* _EXCERPT_
Community Research and Development Information Service - CORDIS

Plant virus suppression

RNA silencing is an ancient defence mechanism of plants against viruses. Harnessing the genetics of this process may enable scientists to control viral infections in valuable crops.
Plant virus suppression
During evolution, viruses have developed mechanisms to negate the RNA silencing pathway by expressing viral suppressors of RNA silencing (VSRs). The EU-funded MEVISP (Genetic, biochemical and cell biological mechanisms of virus silencing in plants) project made use of viral strains with impaired VSR function to investigate as yet unknown mechanisms of virus silencing.

To follow the elements of silencing pathways, the researchers used fluorescent protein tagged reporters and live cell microscopy. Immunological techniques also helped identify the location of key molecules.

Research results revealed that the major anti-viral protein, Dicer-like protein DCL4, is in the cytoplasm and its action is governed by alternative messenger RNA isoforms under epigenetic regulation. Furthermore, they observed that silencing components change their location during viral infection.

Work to develop a mutagenesis screen to discover new genes that mediate virus defence came across problems due to the choice of virus. A second virus was selected that was not prone to transgene instability in preliminary tests and work is in the final stages.

MEVISP researchers have collaborated with international labs and the plant lines/varieties generated will be released to the scientific community to expand work on virus silencing.

Besides opening up possibilities for new virus-resistant plants, the research will extend knowledge on gene regulation during seed development. Applications include enhancing food security through more sustainable agronomics and land usage.

* _SUPPLIED MATERIAL_
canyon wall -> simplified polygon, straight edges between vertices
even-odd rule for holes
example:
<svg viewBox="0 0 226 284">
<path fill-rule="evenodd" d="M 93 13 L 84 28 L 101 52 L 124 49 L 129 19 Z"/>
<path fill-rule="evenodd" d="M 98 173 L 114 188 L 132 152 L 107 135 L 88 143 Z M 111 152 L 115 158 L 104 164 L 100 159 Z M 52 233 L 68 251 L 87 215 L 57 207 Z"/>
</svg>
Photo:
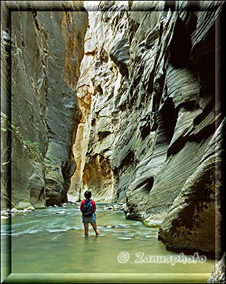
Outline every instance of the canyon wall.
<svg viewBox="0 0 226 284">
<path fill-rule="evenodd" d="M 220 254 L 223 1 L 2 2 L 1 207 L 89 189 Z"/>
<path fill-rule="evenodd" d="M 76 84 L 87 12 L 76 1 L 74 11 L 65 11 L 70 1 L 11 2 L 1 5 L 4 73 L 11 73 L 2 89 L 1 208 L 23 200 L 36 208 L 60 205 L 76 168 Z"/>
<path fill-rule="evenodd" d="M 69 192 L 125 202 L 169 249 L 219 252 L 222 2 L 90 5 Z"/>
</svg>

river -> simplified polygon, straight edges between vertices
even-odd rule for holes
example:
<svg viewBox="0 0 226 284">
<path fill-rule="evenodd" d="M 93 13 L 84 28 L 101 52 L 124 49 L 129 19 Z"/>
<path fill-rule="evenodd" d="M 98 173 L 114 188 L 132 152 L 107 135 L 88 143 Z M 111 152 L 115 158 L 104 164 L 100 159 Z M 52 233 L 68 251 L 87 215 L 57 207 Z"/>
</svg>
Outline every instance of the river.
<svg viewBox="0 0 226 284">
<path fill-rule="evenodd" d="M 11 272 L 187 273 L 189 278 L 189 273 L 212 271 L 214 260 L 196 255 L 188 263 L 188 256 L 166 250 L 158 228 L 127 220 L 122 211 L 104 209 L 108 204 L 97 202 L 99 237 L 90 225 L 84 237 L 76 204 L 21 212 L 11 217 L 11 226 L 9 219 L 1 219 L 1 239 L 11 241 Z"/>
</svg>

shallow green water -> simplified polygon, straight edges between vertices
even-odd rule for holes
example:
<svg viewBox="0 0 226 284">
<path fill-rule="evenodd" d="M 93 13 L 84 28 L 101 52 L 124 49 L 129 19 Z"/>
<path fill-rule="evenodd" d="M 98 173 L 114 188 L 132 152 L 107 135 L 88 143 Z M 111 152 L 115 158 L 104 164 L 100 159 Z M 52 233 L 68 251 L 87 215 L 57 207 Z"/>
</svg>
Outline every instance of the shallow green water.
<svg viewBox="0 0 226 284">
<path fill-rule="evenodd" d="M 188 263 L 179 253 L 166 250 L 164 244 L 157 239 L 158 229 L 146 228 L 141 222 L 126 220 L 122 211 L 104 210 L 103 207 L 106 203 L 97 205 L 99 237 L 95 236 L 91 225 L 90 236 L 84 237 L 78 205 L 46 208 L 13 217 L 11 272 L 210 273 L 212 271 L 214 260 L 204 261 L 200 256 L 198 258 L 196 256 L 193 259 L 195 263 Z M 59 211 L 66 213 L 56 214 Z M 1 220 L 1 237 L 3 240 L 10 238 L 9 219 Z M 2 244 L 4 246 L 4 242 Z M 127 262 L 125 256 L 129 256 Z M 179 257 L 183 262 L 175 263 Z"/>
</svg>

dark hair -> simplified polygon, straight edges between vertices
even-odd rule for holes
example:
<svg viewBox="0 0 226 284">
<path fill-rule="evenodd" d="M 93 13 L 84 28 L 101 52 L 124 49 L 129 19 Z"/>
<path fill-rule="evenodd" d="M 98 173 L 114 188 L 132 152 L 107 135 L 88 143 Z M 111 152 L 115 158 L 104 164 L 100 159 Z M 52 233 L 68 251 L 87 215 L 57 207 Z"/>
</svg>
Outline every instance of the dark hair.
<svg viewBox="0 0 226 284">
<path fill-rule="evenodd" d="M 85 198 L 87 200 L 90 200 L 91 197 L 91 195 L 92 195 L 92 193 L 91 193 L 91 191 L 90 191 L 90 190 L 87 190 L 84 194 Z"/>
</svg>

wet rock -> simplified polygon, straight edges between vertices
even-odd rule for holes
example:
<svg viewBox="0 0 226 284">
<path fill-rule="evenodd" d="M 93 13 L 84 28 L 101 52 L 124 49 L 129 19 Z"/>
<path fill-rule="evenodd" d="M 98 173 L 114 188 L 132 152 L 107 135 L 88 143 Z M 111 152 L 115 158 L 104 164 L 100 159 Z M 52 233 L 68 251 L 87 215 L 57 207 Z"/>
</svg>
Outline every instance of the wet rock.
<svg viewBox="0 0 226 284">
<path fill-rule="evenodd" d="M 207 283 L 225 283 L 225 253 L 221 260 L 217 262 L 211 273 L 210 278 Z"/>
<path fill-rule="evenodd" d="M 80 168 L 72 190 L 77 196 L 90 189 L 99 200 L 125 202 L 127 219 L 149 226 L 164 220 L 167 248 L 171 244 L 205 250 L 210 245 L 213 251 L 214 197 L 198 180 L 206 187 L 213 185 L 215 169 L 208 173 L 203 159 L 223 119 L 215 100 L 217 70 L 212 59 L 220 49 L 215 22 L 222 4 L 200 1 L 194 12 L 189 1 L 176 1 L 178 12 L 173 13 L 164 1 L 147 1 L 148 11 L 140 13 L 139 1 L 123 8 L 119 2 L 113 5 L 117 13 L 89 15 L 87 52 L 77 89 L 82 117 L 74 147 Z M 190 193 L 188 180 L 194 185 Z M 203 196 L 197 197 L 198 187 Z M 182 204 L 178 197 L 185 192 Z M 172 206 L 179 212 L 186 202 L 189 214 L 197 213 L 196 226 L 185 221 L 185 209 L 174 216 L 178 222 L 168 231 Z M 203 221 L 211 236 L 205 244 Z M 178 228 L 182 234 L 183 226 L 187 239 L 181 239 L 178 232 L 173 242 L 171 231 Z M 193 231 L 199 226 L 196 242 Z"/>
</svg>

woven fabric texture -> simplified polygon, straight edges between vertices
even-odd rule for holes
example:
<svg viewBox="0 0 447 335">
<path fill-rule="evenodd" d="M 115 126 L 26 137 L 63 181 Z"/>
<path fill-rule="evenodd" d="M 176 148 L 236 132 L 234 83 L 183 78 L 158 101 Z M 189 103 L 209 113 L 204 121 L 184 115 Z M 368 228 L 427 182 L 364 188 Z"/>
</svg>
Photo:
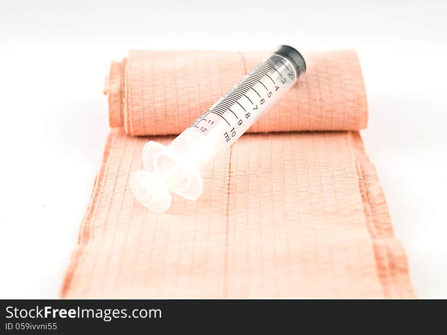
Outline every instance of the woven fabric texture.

* _EXERCISE INSTRUCTIONS_
In the plant virus suppression article, where in the cell is the Dicer-like protein DCL4 found?

* _EXERCISE SOLUTION_
In the cytoplasm.